*Exercise*. Extract every line between the one with "Objective — one marker per instance of the australasian" and the end of the entries, both included, word for word and free of pictures.
____
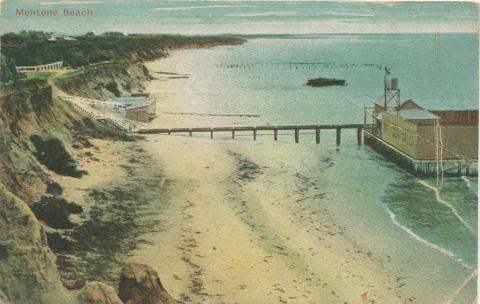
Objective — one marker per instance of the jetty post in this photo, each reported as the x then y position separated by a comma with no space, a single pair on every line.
359,136
339,132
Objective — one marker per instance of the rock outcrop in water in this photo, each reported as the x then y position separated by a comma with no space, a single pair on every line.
325,82
140,284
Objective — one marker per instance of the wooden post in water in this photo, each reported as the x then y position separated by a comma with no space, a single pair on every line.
359,136
339,132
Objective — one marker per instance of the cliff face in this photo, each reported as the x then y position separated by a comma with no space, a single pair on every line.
28,273
105,80
31,115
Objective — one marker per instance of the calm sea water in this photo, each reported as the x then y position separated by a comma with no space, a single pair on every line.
267,77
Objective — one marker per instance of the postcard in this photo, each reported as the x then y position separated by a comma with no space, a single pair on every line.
250,152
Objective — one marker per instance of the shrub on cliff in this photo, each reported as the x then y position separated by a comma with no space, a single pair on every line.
51,153
113,87
8,72
55,211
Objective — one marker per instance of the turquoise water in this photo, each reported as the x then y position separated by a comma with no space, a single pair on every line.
267,77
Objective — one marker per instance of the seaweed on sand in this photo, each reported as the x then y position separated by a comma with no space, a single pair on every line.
118,218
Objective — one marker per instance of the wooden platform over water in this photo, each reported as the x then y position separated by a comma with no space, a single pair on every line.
255,129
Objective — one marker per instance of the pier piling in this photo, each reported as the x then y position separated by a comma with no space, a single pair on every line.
339,132
359,136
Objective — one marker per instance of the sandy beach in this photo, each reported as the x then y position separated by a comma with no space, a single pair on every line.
248,223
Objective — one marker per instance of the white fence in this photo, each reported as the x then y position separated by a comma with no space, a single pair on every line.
84,105
44,67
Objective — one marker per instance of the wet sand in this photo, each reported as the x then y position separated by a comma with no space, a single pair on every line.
247,222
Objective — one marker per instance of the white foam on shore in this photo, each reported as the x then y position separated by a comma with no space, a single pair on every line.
422,240
441,201
459,289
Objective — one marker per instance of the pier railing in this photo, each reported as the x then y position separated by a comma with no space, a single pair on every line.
275,129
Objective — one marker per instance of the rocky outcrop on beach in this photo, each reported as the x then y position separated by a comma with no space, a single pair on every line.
98,293
140,284
325,82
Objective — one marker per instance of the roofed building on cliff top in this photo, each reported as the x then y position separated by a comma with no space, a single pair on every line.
138,107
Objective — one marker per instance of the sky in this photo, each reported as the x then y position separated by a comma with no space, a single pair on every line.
242,17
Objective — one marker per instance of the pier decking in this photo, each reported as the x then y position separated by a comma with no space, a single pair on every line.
274,129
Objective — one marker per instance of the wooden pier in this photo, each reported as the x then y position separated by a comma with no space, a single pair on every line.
274,129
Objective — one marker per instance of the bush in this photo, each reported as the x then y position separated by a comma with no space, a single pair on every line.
113,87
55,211
51,153
54,188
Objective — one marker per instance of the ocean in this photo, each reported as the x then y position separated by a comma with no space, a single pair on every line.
267,76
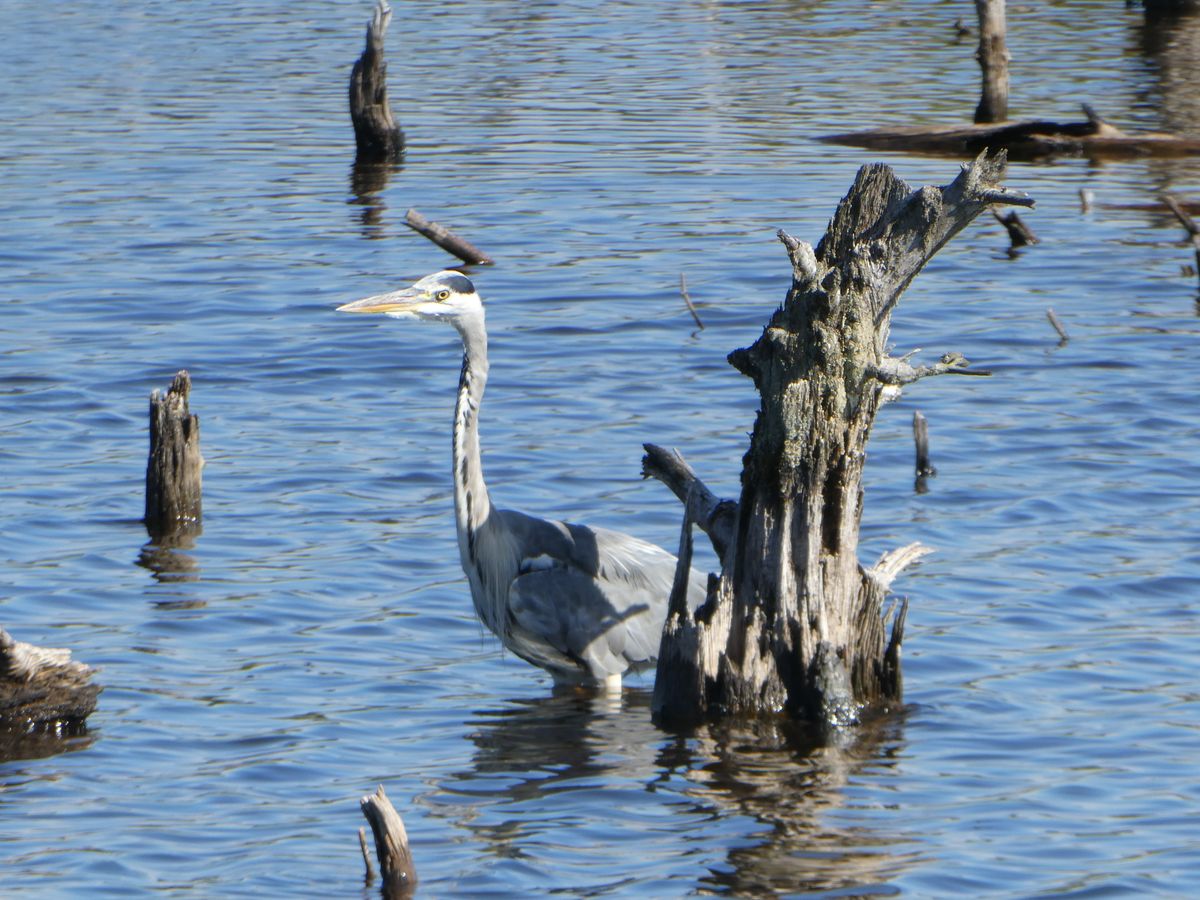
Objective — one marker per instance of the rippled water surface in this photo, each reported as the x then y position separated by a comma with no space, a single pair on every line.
178,192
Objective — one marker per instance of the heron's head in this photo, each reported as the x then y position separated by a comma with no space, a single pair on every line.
443,297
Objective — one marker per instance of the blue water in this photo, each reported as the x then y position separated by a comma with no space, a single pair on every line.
177,191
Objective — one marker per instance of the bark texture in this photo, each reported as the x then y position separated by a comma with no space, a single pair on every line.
41,689
795,623
376,132
173,469
993,55
391,845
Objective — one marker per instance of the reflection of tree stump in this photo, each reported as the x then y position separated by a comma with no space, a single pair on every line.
42,689
796,623
376,132
173,469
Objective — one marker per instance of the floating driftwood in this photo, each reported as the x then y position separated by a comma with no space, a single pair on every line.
1019,233
173,468
795,623
42,690
1023,141
377,135
448,240
391,845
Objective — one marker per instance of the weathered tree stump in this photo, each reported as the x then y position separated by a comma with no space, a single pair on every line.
173,468
391,845
377,135
795,623
42,689
993,55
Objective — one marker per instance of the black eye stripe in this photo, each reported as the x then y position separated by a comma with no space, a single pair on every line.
459,283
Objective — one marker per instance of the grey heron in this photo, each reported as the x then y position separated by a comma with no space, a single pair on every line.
585,604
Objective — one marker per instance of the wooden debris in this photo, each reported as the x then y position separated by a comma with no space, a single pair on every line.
448,240
391,845
1056,323
366,857
173,468
1019,233
42,689
1024,141
1188,223
376,133
691,309
921,438
993,55
715,517
795,623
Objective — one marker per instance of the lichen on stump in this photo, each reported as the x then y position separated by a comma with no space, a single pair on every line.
795,623
174,465
377,135
41,690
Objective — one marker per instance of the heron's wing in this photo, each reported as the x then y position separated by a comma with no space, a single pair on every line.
591,597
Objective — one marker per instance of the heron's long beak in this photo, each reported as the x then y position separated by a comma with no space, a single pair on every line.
396,301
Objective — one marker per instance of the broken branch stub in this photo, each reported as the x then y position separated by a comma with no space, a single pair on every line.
796,623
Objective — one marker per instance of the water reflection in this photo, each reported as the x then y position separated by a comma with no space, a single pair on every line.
163,556
538,762
367,184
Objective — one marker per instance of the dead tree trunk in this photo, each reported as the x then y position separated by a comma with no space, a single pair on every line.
391,846
795,622
993,55
376,132
173,469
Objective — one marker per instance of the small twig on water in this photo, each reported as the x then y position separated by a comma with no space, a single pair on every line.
921,437
366,857
1057,325
691,309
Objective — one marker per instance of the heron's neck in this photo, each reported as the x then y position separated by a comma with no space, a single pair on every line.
471,499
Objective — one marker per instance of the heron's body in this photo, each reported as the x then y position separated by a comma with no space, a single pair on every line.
585,604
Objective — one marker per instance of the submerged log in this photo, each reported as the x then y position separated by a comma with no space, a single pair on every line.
173,468
376,132
42,689
993,55
795,623
1032,139
448,240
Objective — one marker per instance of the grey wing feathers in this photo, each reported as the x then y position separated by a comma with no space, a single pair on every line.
591,600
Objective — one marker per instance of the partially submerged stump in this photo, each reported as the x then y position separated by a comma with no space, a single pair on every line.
1031,139
796,623
173,468
391,845
377,135
42,690
993,55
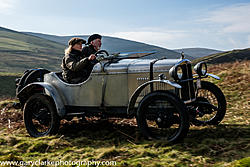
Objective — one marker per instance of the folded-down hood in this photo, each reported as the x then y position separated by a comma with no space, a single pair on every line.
135,66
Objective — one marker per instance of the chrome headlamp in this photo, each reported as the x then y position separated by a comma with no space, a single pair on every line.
201,68
176,72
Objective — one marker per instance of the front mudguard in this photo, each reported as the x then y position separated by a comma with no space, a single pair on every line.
48,89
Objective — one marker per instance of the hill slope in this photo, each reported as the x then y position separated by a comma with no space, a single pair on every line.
115,45
197,52
19,51
230,56
118,139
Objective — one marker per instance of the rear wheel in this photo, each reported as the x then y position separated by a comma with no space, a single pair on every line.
162,115
40,117
210,105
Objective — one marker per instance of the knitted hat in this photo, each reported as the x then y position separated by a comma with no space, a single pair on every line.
93,37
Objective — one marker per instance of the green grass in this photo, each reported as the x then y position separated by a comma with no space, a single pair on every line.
229,56
19,51
118,139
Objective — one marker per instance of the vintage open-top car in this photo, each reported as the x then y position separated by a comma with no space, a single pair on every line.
163,94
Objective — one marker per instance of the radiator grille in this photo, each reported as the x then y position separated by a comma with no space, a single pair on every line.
187,91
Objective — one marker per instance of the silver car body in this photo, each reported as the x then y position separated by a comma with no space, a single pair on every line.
111,85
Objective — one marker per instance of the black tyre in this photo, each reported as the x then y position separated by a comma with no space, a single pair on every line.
162,115
40,116
34,75
210,105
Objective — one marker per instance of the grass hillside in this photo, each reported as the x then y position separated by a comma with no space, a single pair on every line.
230,56
197,52
115,45
117,139
19,51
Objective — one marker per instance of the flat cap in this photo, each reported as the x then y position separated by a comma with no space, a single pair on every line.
76,40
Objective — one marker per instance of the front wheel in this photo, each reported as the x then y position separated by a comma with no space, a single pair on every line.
210,105
40,117
162,115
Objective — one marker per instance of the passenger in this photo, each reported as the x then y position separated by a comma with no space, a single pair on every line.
76,66
94,45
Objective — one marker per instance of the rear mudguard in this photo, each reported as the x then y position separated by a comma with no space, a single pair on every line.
28,90
137,92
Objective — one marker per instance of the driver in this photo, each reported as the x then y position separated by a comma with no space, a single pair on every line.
76,66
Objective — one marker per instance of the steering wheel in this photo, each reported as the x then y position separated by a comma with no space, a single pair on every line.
100,55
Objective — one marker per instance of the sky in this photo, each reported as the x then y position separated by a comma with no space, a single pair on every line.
172,24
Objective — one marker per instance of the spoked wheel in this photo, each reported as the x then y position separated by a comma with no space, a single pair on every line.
210,105
40,116
162,115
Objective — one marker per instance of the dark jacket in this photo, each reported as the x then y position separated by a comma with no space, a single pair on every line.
76,67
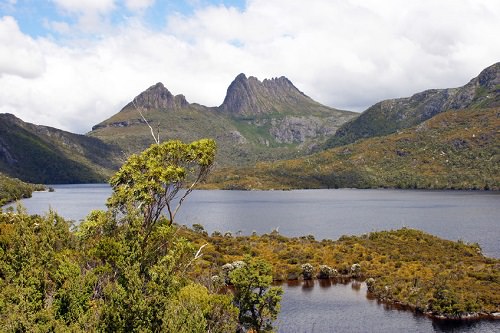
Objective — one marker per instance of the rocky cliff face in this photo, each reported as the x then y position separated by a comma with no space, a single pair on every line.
249,96
265,120
391,115
158,97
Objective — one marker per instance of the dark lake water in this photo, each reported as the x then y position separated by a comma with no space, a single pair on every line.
320,307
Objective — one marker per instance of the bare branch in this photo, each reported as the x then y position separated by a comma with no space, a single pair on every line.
196,256
157,139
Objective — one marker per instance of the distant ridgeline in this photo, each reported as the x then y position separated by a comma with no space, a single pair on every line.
12,189
271,135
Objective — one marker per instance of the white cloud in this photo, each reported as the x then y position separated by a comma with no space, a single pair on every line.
346,54
86,6
20,54
135,5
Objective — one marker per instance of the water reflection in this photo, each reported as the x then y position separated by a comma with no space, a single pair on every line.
344,306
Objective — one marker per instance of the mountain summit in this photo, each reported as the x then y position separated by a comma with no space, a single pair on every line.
258,120
249,96
158,97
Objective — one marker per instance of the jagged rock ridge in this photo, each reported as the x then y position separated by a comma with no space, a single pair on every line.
249,96
258,120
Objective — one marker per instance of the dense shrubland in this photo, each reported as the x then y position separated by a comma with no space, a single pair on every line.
406,266
127,269
130,268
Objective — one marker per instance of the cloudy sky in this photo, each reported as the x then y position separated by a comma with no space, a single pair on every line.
73,63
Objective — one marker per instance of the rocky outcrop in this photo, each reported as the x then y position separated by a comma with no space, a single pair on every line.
158,97
388,116
249,96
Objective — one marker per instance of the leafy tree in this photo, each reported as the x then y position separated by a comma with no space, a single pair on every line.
257,301
150,181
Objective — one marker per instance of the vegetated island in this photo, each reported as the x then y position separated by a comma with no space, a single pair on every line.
55,278
437,277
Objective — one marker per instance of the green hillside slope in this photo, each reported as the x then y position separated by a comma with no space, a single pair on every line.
392,115
453,150
40,154
257,121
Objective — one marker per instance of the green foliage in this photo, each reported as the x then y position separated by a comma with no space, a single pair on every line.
257,301
453,150
406,266
150,181
119,272
50,156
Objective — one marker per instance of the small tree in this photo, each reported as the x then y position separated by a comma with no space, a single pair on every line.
151,181
258,302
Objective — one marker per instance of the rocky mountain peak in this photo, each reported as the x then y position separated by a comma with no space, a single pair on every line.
247,96
159,97
490,76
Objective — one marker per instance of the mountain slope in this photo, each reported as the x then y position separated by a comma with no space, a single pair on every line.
453,150
392,115
41,154
265,120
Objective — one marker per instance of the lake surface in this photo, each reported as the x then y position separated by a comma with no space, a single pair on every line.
319,306
326,214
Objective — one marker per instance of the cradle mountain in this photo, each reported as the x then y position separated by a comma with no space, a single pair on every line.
261,123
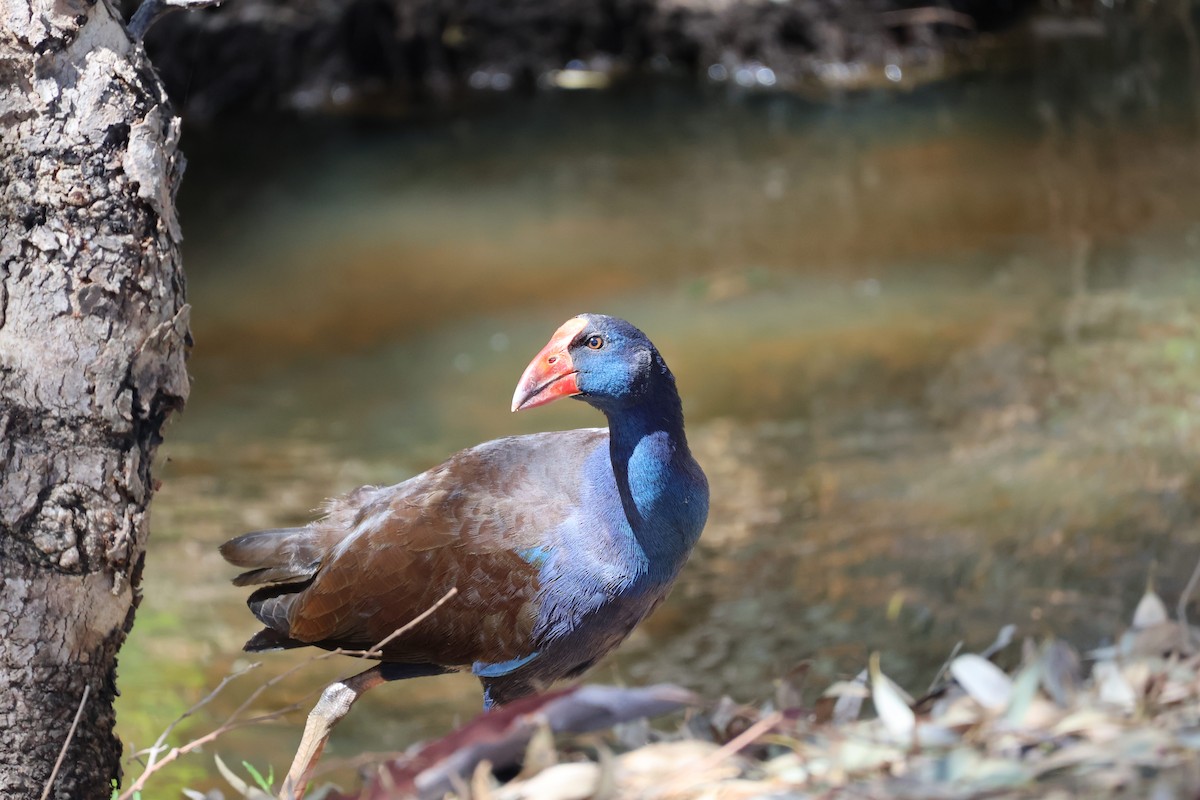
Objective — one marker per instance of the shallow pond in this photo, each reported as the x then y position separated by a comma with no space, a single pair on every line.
940,355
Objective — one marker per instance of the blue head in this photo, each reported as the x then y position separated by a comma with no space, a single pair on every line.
601,360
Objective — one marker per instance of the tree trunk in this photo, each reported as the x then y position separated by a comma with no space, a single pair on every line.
93,344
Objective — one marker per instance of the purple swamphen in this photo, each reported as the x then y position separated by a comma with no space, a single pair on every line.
557,543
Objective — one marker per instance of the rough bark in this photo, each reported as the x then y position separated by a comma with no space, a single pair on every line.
93,344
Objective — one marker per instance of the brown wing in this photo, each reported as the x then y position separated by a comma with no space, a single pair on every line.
475,523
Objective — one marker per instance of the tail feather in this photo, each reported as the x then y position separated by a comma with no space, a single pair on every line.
277,555
285,559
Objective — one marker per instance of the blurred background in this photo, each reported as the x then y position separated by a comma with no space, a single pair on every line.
927,274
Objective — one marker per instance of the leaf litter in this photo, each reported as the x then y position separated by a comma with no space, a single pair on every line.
1120,722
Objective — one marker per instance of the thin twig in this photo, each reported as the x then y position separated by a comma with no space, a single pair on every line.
63,753
161,743
696,770
945,668
234,721
1181,611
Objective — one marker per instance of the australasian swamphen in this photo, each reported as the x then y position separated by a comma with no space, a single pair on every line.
558,543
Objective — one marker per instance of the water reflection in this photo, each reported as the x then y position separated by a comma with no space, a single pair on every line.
940,355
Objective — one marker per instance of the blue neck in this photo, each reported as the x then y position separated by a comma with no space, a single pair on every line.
661,487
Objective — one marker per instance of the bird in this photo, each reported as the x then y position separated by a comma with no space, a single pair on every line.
538,554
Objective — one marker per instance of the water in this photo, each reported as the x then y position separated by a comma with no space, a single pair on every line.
940,355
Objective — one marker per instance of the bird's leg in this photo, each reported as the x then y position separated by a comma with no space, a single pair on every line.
334,704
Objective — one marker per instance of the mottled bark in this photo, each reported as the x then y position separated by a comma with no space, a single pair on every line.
93,343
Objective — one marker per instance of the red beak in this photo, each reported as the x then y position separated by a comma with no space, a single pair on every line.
551,374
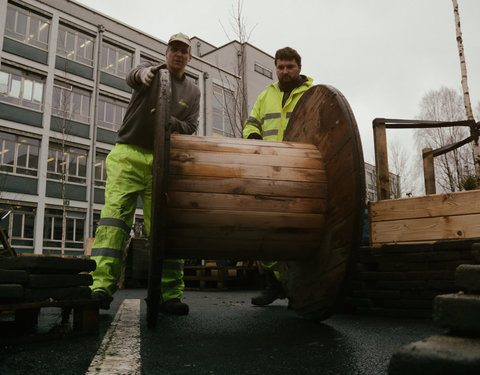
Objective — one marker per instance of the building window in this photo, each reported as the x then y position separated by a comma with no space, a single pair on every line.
27,27
19,224
144,59
74,230
110,112
100,169
263,71
18,154
223,112
70,102
75,45
21,88
115,60
67,161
____
*Correct answer*.
Objective — one marker per instance of the australasian swamphen in this photo, each reported as the x then y position separated by a comma with no space, a single pair on every line.
558,543
Objective — one marker per instance of the water reflection in this photo, each reported as the x then y position separated by a comma with no space, a single pair on every line.
940,355
Objective — one marker per instance of the blue neck in this photo, each reported as the x then y position separated by a comma with no space, a single pair on every line.
661,487
Objective — one marker per instance of the bird in this photo, each reported as the x then y position separated by a comma with no space, a single pair on every line.
538,554
Objective — one marker per instance of the water in this photo, each reported as the x then y position separated by a comma with no space, a single pair on every line.
940,355
Objective — one marker per instance of the bird's leg in this photo, each reported as the x then y position separated by a comma with no space, a single pair on every line.
334,704
Objective — one marker per instance of the mottled bark in this photo, each reported as the x then y position separated by a comma with no space, a single pair on every line.
93,343
Objective — one marker per instance of the red beak in this photo, each reported as the x then y position separated by a comma with no space, a single pair on every line.
551,374
Objective — one marker per instance of the building window in this photo, each reported as the x then y position separated by a comma with no space, a single pair on every line.
27,27
19,224
144,59
74,230
110,112
100,169
263,71
18,154
223,112
70,102
75,45
21,88
115,60
67,161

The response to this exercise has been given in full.